• _WHAT THE EXERCISE ASKS_
Convert all the rows below into a JSON list of strings with one string per line, omitting blank lines.

• _RECORD EXCERPTS_
= = = = = = =
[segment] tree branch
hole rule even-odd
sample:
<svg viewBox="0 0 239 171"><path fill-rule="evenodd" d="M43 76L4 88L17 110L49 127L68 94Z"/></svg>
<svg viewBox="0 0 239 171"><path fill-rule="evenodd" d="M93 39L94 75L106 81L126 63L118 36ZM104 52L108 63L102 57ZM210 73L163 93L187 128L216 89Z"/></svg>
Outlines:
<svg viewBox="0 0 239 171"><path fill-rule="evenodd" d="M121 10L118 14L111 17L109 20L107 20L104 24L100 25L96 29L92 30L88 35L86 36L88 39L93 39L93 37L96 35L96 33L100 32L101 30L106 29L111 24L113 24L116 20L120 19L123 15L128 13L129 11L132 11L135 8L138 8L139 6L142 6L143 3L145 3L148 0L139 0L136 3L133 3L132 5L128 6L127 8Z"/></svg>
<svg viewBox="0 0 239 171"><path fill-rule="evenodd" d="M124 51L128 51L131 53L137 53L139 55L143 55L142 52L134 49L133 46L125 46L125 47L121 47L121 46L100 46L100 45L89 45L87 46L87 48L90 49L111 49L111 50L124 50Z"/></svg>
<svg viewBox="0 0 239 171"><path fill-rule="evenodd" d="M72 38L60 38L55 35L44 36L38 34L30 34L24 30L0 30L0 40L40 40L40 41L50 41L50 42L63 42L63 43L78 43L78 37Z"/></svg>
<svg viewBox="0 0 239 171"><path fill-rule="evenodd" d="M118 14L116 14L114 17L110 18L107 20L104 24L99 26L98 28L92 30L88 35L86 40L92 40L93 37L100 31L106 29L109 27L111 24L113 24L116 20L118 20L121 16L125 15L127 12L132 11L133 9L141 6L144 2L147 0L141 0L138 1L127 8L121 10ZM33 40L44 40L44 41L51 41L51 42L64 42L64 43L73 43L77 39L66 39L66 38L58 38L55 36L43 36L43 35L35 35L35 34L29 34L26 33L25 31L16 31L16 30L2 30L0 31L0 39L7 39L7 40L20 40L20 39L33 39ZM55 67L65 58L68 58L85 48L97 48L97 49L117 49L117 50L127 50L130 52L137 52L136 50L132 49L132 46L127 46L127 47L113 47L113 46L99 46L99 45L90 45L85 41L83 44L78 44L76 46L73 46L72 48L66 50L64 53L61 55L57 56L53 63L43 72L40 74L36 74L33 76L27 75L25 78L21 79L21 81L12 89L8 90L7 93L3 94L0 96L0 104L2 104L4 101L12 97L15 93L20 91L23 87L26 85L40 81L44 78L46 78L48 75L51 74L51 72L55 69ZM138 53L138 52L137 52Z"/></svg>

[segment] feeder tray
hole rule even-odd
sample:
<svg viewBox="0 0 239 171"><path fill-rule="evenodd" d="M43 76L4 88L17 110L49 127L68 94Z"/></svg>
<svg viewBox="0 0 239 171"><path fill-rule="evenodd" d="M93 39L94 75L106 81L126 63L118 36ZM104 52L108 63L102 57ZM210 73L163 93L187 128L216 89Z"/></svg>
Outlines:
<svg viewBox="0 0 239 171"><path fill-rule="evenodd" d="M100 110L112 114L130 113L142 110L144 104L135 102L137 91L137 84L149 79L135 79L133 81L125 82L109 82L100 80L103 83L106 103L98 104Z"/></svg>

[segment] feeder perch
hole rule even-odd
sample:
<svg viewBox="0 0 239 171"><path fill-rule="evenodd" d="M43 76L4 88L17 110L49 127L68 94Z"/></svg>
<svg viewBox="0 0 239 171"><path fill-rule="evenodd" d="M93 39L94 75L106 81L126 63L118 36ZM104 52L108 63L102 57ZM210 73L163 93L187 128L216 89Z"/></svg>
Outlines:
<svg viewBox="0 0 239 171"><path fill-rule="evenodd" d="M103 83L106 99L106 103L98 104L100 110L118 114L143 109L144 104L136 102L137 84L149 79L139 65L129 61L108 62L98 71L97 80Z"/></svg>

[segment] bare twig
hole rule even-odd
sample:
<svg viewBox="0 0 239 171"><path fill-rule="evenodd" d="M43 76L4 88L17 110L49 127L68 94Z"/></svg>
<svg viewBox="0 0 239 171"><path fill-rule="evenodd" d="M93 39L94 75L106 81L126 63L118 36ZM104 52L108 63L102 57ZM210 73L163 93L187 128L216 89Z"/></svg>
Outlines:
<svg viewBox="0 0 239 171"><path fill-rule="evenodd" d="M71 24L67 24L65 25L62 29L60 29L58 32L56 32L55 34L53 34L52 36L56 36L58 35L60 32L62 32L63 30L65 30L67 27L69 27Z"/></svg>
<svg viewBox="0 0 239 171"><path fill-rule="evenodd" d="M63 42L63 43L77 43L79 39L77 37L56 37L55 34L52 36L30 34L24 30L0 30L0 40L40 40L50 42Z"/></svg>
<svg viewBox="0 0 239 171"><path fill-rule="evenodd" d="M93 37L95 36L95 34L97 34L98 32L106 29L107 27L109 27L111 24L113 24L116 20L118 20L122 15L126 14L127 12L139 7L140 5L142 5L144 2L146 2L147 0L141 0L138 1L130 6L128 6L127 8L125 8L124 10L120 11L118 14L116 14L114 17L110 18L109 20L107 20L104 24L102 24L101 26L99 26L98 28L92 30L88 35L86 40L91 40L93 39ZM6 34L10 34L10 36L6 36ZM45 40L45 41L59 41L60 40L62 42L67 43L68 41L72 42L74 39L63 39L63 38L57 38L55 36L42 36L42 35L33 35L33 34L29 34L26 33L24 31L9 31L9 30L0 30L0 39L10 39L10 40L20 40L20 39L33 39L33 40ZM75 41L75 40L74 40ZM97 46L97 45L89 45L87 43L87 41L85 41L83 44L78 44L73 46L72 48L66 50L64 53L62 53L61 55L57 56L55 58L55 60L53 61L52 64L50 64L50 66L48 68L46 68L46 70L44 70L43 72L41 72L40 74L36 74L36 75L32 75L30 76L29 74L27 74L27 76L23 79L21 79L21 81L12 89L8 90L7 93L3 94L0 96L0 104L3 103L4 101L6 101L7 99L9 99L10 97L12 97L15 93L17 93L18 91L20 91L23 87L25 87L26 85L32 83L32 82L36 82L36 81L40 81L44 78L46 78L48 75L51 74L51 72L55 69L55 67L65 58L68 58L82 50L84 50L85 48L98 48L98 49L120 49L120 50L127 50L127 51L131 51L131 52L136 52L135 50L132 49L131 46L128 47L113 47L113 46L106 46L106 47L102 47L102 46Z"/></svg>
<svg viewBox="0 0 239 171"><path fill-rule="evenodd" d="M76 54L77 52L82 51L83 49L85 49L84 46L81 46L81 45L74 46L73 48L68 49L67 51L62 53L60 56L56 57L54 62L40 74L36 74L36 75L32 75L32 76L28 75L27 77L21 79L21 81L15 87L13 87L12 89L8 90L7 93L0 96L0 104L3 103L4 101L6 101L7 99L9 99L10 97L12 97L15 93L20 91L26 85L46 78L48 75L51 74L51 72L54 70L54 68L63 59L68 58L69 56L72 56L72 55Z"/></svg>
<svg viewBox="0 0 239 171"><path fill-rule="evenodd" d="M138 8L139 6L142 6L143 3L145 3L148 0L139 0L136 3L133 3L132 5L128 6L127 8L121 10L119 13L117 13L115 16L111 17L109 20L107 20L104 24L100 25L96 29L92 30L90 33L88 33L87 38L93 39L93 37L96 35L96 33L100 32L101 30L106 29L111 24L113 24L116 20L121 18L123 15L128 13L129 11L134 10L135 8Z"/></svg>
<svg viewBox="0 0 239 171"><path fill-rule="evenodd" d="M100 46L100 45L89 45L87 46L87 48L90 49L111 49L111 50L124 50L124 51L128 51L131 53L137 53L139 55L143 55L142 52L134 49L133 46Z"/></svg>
= = = = = = =
• _ANSWER BELOW_
[
  "[segment] tree branch",
  "hole rule even-odd",
  "sample:",
  "<svg viewBox=\"0 0 239 171\"><path fill-rule=\"evenodd\" d=\"M43 76L4 88L17 110L49 127L68 94Z\"/></svg>",
  "<svg viewBox=\"0 0 239 171\"><path fill-rule=\"evenodd\" d=\"M93 39L94 75L106 81L126 63L118 36ZM104 52L108 63L102 57ZM210 73L163 93L187 128L216 89Z\"/></svg>",
  "Outlines:",
  "<svg viewBox=\"0 0 239 171\"><path fill-rule=\"evenodd\" d=\"M121 10L118 14L111 17L109 20L107 20L104 24L100 25L96 29L92 30L88 35L86 36L88 39L93 39L93 37L96 35L96 33L100 32L101 30L106 29L111 24L113 24L116 20L120 19L123 15L128 13L129 11L132 11L135 8L138 8L139 6L142 6L143 3L145 3L148 0L139 0L136 3L133 3L132 5L128 6L127 8Z\"/></svg>",
  "<svg viewBox=\"0 0 239 171\"><path fill-rule=\"evenodd\" d=\"M124 51L128 51L131 53L137 53L139 55L143 55L142 52L134 49L133 46L125 46L125 47L121 47L121 46L100 46L100 45L89 45L87 46L87 48L90 49L111 49L111 50L124 50Z\"/></svg>",
  "<svg viewBox=\"0 0 239 171\"><path fill-rule=\"evenodd\" d=\"M72 38L60 38L55 35L44 36L38 34L30 34L24 30L0 30L0 40L40 40L40 41L50 41L50 42L63 42L63 43L78 43L78 37Z\"/></svg>",
  "<svg viewBox=\"0 0 239 171\"><path fill-rule=\"evenodd\" d=\"M118 14L116 14L114 17L110 18L107 20L104 24L99 26L98 28L92 30L88 35L86 40L92 40L93 37L100 31L106 29L109 27L111 24L113 24L116 20L118 20L121 16L125 15L127 12L132 11L133 9L141 6L144 2L147 0L141 0L138 1L127 8L121 10ZM33 40L44 40L44 41L51 41L51 42L64 42L64 43L73 43L77 39L66 39L66 38L58 38L55 36L43 36L43 35L35 35L35 34L29 34L26 33L25 31L16 31L16 30L2 30L0 31L0 39L7 39L7 40L20 40L20 39L33 39ZM55 67L65 58L68 58L85 48L97 48L97 49L117 49L117 50L127 50L130 52L137 52L136 50L132 49L132 46L127 46L127 47L113 47L113 46L99 46L99 45L90 45L85 41L83 44L78 44L76 46L73 46L72 48L66 50L64 53L61 55L57 56L53 63L43 72L40 74L36 74L33 76L27 75L25 78L21 79L21 81L12 89L8 90L7 93L3 94L0 96L0 104L2 104L4 101L12 97L15 93L20 91L23 87L26 85L40 81L44 78L46 78L48 75L51 74L51 72L55 69ZM138 53L138 52L137 52Z\"/></svg>",
  "[segment] feeder tray",
  "hole rule even-odd",
  "sample:",
  "<svg viewBox=\"0 0 239 171\"><path fill-rule=\"evenodd\" d=\"M43 76L4 88L17 110L49 127L68 94Z\"/></svg>",
  "<svg viewBox=\"0 0 239 171\"><path fill-rule=\"evenodd\" d=\"M93 39L94 75L106 81L126 63L118 36ZM104 52L108 63L102 57ZM210 73L163 93L187 128L216 89Z\"/></svg>",
  "Outlines:",
  "<svg viewBox=\"0 0 239 171\"><path fill-rule=\"evenodd\" d=\"M100 110L112 114L130 113L142 110L144 104L135 102L137 91L137 84L149 79L135 79L133 81L125 82L109 82L100 80L103 83L106 103L98 104Z\"/></svg>",
  "[segment] feeder perch",
  "hole rule even-odd",
  "sample:",
  "<svg viewBox=\"0 0 239 171\"><path fill-rule=\"evenodd\" d=\"M43 76L4 88L17 110L49 127L68 94Z\"/></svg>",
  "<svg viewBox=\"0 0 239 171\"><path fill-rule=\"evenodd\" d=\"M93 39L94 75L106 81L126 63L118 36ZM104 52L108 63L102 57ZM210 73L163 93L187 128L216 89Z\"/></svg>",
  "Outlines:",
  "<svg viewBox=\"0 0 239 171\"><path fill-rule=\"evenodd\" d=\"M103 83L106 99L106 103L98 104L100 110L118 114L143 109L144 104L136 102L137 84L149 79L139 65L129 61L108 62L98 71L97 80Z\"/></svg>",
  "[segment] bare twig",
  "hole rule even-odd",
  "sample:",
  "<svg viewBox=\"0 0 239 171\"><path fill-rule=\"evenodd\" d=\"M43 76L4 88L17 110L49 127L68 94Z\"/></svg>",
  "<svg viewBox=\"0 0 239 171\"><path fill-rule=\"evenodd\" d=\"M93 39L94 75L106 81L126 63L118 36ZM104 52L108 63L102 57ZM210 73L163 93L187 128L216 89Z\"/></svg>",
  "Outlines:",
  "<svg viewBox=\"0 0 239 171\"><path fill-rule=\"evenodd\" d=\"M71 24L67 24L65 25L62 29L60 29L58 32L56 32L55 34L53 34L52 36L56 36L58 35L60 32L62 32L63 30L65 30L67 27L69 27Z\"/></svg>",
  "<svg viewBox=\"0 0 239 171\"><path fill-rule=\"evenodd\" d=\"M63 42L63 43L77 43L79 39L77 37L56 37L55 34L52 36L30 34L24 30L0 30L0 40L40 40L50 42Z\"/></svg>",
  "<svg viewBox=\"0 0 239 171\"><path fill-rule=\"evenodd\" d=\"M93 37L95 36L95 34L97 34L98 32L106 29L107 27L109 27L111 24L113 24L116 20L118 20L122 15L126 14L127 12L139 7L140 5L142 5L144 2L146 2L147 0L141 0L138 1L130 6L128 6L127 8L125 8L124 10L120 11L118 14L116 14L114 17L110 18L109 20L107 20L104 24L102 24L101 26L99 26L98 28L92 30L88 35L86 40L91 40L93 39ZM6 34L10 34L10 36L6 36ZM45 40L45 41L59 41L60 40L62 42L67 43L68 41L72 42L74 39L63 39L63 38L57 38L55 36L42 36L42 35L33 35L33 34L29 34L26 33L24 31L9 31L9 30L0 30L0 39L10 39L10 40L20 40L20 39L33 39L33 40ZM75 41L75 40L74 40ZM97 46L97 45L89 45L87 43L87 41L85 41L83 44L78 44L73 46L72 48L66 50L64 53L62 53L61 55L57 56L55 58L55 60L53 61L52 64L50 64L50 66L48 68L46 68L46 70L44 70L43 72L41 72L40 74L36 74L36 75L32 75L30 76L29 74L27 74L27 76L23 79L21 79L21 81L12 89L8 90L7 93L3 94L0 96L0 104L3 103L4 101L6 101L7 99L9 99L10 97L12 97L15 93L17 93L18 91L20 91L23 87L25 87L26 85L32 83L32 82L36 82L36 81L40 81L44 78L46 78L48 75L51 74L51 72L55 69L55 67L65 58L68 58L82 50L84 50L85 48L98 48L98 49L120 49L120 50L127 50L127 51L131 51L131 52L136 52L135 50L132 49L131 46L128 47L113 47L113 46L106 46L106 47L102 47L102 46Z\"/></svg>",
  "<svg viewBox=\"0 0 239 171\"><path fill-rule=\"evenodd\" d=\"M76 54L77 52L82 51L83 49L85 49L84 46L81 46L81 45L74 46L73 48L68 49L67 51L62 53L60 56L56 57L54 62L40 74L36 74L36 75L32 75L32 76L28 75L27 77L21 79L21 81L15 87L13 87L12 89L8 90L7 93L0 96L0 104L3 103L4 101L6 101L7 99L9 99L10 97L12 97L15 93L20 91L26 85L46 78L48 75L51 74L51 72L54 70L54 68L63 59L68 58L69 56L72 56L72 55Z\"/></svg>",
  "<svg viewBox=\"0 0 239 171\"><path fill-rule=\"evenodd\" d=\"M138 8L139 6L142 6L143 3L145 3L148 0L139 0L136 3L133 3L132 5L128 6L127 8L121 10L119 13L117 13L115 16L111 17L109 20L107 20L104 24L100 25L96 29L92 30L90 33L88 33L87 38L93 39L93 37L96 35L96 33L100 32L101 30L106 29L111 24L113 24L116 20L121 18L123 15L128 13L129 11L134 10L135 8Z\"/></svg>",
  "<svg viewBox=\"0 0 239 171\"><path fill-rule=\"evenodd\" d=\"M100 46L100 45L89 45L87 46L87 48L90 49L111 49L111 50L124 50L124 51L128 51L131 53L137 53L139 55L143 55L142 52L134 49L133 46Z\"/></svg>"
]